▶ _Passage to read_
Here's what the Royal HOrticultural Society say http://apps.rhs.org.uk/advicesearch/Profile.aspx?pid=256 Sounds like good advice.

Rotavators are a total pain. They can make couch grass massively worse, as well as brambles.

I'd say the best solution is to spray the whole lot as per RHS advice (it's likely to take a couple of weeks for the weedkiller to do its job), but keep working on the front line while it's taking effect.

Any bit you clear, do so totally and then plant with what you want. Don't wait to clear the whole lot before you start planting. That way lies madness.

If necessary, accept you won't clear it all this year. As soon as you accept that, you'll stop feeling guilty/pressured. Set yourself a target of clearing and planting half the plot this year. Weeding after planting will keep you busy enough and if you get demoralised trying to clear brambles as well, you'll just give up totally.

I'm an organic gardener, but I also accept the practical necessity of using weedkiller on rare specific occasions. I think clearing your plot initially is a valid use.

Thanks - glyphosphate it will be.

RHS say the brushwood killer is even more effective than glyphosphate, though it does take 6 weeks to break down in the soil. Glyphosphate is very good in terms of breakdown - far better than many organic products.

▶ _Extracted entries_
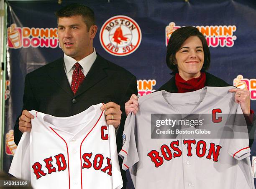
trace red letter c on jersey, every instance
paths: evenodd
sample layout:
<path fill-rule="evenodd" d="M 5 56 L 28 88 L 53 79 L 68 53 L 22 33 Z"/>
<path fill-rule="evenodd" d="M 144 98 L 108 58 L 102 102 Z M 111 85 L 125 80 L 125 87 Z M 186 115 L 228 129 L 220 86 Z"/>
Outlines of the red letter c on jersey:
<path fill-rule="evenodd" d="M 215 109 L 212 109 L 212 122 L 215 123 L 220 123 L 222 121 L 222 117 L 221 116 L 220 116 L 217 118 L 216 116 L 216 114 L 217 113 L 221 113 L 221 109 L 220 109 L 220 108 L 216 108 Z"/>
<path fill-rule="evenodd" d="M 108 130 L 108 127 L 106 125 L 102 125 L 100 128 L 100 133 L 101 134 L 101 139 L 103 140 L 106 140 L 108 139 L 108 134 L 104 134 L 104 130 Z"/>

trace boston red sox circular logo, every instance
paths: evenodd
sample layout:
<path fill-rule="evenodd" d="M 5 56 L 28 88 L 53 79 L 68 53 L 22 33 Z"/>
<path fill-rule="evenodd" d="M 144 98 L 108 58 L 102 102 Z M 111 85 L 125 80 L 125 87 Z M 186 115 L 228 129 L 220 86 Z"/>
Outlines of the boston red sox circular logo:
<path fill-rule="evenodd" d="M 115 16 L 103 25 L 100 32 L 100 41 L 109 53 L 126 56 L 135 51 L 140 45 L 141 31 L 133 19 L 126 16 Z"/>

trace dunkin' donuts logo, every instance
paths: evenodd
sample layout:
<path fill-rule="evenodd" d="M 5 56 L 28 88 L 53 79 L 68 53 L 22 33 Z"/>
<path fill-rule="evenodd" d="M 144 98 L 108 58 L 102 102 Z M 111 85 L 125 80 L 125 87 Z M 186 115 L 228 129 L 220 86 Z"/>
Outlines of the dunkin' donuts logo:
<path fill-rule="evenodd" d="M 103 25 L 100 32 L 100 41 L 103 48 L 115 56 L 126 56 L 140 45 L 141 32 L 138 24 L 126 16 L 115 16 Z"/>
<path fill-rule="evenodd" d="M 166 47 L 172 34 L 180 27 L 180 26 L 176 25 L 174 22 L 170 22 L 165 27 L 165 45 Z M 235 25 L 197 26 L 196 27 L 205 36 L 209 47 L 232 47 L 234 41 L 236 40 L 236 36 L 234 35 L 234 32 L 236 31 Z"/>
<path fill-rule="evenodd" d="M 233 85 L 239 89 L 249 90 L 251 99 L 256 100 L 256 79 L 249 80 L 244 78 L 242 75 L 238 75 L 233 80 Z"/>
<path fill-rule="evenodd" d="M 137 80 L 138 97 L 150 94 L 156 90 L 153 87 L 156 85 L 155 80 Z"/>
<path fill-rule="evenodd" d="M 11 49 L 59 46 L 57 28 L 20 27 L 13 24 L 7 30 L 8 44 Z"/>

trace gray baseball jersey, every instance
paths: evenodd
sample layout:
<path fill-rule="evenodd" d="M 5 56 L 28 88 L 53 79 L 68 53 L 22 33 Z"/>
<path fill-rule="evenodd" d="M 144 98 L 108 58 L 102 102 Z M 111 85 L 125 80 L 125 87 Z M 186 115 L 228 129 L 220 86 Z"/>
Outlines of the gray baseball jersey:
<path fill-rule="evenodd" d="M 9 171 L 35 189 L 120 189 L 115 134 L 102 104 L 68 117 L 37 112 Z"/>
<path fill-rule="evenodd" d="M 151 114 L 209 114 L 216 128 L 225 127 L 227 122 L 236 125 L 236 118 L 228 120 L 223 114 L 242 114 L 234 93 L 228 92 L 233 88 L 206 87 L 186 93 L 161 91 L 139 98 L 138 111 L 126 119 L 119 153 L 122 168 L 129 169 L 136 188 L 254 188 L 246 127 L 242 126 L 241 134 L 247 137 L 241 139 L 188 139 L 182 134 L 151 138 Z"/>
...
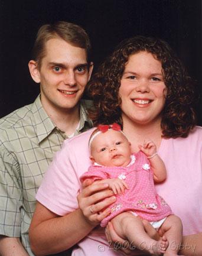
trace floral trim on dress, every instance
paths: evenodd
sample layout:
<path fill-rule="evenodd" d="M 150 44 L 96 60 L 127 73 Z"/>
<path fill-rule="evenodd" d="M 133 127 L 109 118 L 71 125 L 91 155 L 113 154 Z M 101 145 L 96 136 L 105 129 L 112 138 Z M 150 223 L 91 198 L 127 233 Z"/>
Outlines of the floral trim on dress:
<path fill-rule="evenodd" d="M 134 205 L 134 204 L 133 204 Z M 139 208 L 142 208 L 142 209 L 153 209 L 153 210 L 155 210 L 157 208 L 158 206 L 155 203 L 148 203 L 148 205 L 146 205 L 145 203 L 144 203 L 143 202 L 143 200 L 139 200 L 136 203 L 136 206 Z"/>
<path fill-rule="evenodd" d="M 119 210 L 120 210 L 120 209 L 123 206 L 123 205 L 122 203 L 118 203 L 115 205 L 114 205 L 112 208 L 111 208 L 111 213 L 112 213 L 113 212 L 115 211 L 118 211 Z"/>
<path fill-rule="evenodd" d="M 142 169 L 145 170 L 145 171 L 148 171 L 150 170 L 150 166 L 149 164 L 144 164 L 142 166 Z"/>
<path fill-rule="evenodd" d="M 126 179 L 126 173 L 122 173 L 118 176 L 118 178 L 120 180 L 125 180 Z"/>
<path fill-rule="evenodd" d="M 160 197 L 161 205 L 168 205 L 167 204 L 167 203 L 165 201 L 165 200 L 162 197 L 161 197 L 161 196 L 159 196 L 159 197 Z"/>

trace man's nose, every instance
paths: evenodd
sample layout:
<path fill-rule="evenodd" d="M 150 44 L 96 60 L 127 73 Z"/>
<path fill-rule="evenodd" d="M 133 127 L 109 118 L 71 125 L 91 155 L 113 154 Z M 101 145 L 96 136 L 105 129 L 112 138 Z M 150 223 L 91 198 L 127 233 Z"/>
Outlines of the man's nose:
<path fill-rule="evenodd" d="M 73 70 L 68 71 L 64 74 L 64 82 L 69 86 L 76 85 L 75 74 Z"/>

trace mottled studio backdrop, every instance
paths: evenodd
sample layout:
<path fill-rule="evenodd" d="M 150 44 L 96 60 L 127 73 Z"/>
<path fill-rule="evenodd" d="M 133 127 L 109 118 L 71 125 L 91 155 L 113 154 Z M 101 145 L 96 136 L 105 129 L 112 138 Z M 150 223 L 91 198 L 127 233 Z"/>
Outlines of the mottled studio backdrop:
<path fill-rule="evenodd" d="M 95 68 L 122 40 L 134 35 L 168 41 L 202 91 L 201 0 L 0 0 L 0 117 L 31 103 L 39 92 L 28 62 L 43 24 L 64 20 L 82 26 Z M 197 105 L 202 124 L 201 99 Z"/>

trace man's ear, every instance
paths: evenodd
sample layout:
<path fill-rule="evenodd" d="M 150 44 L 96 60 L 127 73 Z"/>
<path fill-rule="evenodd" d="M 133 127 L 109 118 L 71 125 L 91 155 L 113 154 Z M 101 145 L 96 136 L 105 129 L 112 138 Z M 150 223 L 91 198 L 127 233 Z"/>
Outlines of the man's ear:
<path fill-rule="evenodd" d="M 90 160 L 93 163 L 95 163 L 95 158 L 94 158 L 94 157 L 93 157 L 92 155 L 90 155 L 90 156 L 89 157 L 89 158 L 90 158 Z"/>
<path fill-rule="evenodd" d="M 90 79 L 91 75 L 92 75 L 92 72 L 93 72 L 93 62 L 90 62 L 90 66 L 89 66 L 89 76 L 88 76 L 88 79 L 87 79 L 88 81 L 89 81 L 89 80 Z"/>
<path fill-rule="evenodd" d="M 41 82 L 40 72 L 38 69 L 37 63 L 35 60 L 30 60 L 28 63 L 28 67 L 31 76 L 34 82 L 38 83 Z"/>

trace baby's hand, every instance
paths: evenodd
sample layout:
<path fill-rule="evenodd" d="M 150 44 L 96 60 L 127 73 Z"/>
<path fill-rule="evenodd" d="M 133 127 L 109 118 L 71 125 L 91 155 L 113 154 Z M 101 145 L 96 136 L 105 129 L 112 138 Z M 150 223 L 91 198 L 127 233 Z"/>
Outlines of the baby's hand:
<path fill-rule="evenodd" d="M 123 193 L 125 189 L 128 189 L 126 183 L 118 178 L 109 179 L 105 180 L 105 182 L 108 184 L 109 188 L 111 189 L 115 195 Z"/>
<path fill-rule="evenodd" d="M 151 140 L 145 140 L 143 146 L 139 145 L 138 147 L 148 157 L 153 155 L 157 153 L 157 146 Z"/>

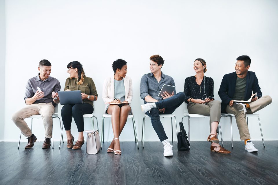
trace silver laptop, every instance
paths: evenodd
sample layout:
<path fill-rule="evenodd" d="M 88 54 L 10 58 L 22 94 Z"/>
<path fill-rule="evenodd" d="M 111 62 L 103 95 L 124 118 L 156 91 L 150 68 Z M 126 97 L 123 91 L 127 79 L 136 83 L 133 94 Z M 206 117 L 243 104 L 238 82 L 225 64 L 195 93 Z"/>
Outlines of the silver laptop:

▶ _Exercises_
(1) List each period of time that the post on clearing a weedy plot mentions.
(2) Output the part of the post on clearing a weedy plot that opens with the words containing "Rotavators are a" and closes with "it's taking effect.", copied word for word.
The items have nothing to do with what follows.

▶ _Answers by task_
(1)
a couple of weeks
this year
6 weeks

(2)
Rotavators are a total pain. They can make couch grass massively worse, as well as brambles.

I'd say the best solution is to spray the whole lot as per RHS advice (it's likely to take a couple of weeks for the weedkiller to do its job), but keep working on the front line while it's taking effect.